Requirement:
Could you copy out every line of the listing below word for word, leaving the pictures out?

The input:
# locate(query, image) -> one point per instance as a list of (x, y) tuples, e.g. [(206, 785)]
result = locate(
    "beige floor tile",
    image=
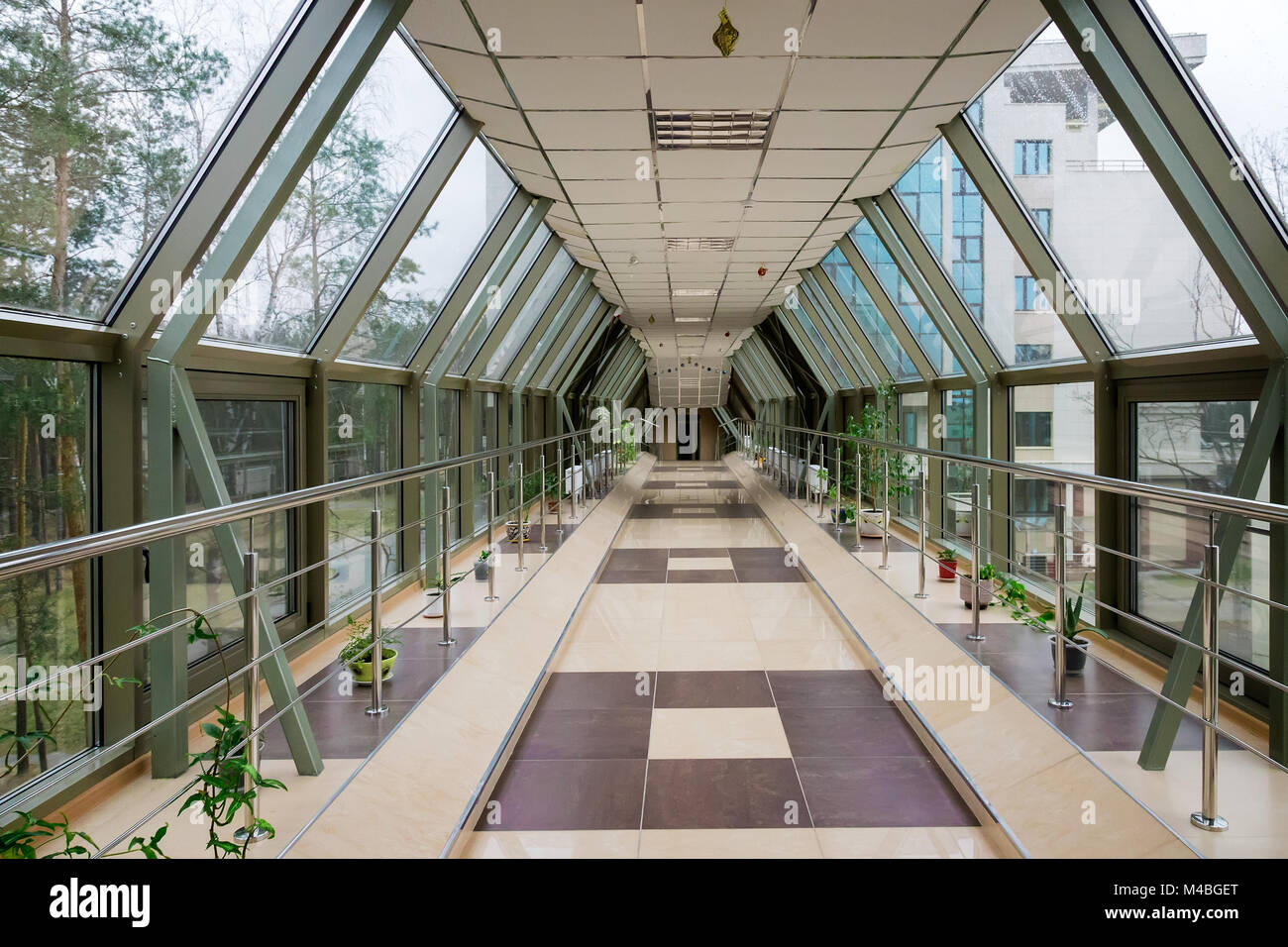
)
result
[(729, 843), (720, 733), (583, 844), (910, 843), (708, 656)]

Response:
# locate(query, image) -> one point per instance as a list of (x, y) tuples, e.g. [(206, 785)]
result = locate(
    "beige floor tile",
    image=
)
result
[(729, 843), (720, 733), (583, 844), (910, 843), (708, 656)]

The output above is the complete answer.